EXERCISE OBJECTIVE:
Rewrite the records from the line containing "the bird's tail" through the line containing "<point>607,240</point>", replacing "photo" with "image" and keeping everything else the same. Omit the pictures from your answer.

--- Start RECORD SET ---

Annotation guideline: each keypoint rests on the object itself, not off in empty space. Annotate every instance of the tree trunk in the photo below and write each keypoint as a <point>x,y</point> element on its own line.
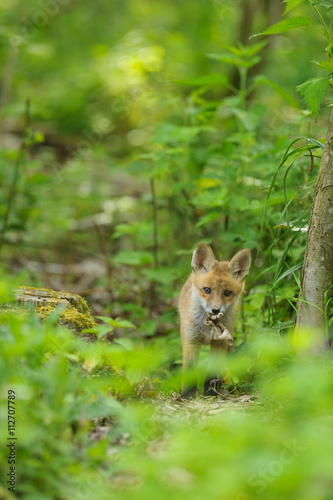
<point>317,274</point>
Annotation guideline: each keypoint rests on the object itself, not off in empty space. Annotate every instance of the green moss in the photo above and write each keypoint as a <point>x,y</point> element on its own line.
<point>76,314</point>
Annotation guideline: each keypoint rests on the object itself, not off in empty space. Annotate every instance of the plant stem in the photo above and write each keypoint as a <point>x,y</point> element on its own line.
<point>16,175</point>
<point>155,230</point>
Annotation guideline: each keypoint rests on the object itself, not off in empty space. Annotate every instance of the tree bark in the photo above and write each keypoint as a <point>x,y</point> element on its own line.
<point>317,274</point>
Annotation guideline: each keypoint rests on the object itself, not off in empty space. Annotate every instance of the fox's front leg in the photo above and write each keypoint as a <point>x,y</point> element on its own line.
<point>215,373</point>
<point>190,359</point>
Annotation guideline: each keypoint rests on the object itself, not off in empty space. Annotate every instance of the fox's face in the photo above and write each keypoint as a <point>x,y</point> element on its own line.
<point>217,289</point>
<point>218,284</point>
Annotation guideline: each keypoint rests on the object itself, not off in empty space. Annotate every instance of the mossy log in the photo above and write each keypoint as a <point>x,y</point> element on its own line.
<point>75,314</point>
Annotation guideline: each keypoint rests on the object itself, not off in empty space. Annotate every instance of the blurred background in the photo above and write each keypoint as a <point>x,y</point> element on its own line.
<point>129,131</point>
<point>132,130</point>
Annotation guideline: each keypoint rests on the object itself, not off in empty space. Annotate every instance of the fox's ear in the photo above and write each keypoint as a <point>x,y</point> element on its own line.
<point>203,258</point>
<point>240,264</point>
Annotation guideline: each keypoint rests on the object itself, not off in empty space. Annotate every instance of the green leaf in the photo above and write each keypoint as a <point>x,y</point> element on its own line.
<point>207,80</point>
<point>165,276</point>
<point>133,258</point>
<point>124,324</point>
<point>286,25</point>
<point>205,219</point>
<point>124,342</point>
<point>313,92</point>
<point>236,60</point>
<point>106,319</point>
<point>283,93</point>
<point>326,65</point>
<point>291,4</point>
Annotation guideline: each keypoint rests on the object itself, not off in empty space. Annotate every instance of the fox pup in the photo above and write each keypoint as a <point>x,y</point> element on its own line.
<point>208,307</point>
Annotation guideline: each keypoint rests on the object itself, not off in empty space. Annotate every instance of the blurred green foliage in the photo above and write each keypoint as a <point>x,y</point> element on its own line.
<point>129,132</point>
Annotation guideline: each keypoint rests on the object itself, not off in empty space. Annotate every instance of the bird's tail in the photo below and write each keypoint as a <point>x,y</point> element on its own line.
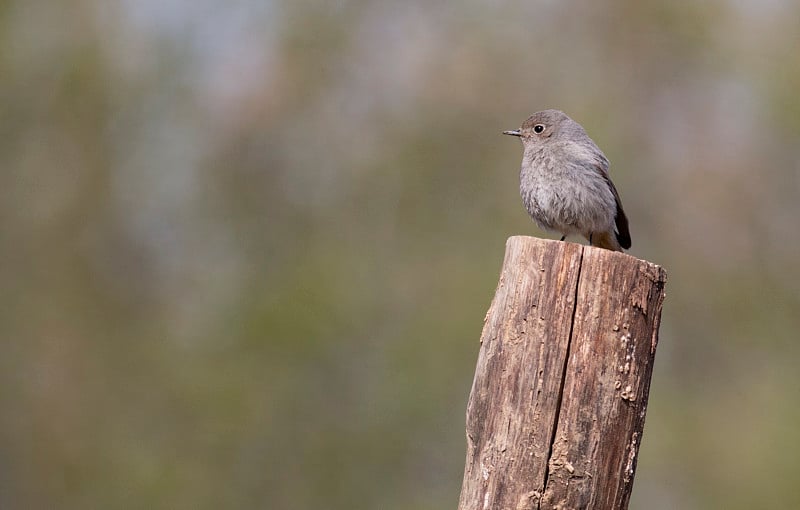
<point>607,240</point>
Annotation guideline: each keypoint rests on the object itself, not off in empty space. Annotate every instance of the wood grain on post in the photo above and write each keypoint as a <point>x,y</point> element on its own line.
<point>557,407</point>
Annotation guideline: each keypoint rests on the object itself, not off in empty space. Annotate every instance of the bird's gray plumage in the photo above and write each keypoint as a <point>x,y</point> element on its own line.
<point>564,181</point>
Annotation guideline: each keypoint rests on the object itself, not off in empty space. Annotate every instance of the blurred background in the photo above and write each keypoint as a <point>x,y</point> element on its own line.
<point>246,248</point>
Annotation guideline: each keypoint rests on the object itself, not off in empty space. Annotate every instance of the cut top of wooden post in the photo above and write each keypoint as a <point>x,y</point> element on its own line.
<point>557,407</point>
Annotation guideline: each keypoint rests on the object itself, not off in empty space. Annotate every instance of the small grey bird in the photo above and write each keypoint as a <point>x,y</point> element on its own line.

--- End RECORD SET ---

SOLUTION TO THIS PROBLEM:
Annotation guideline: each keypoint rests on the object itself, not off in empty space. Annotate every instance of the bird's tail in the image below and write each keypoint as a <point>x,y</point> element on its own line.
<point>607,240</point>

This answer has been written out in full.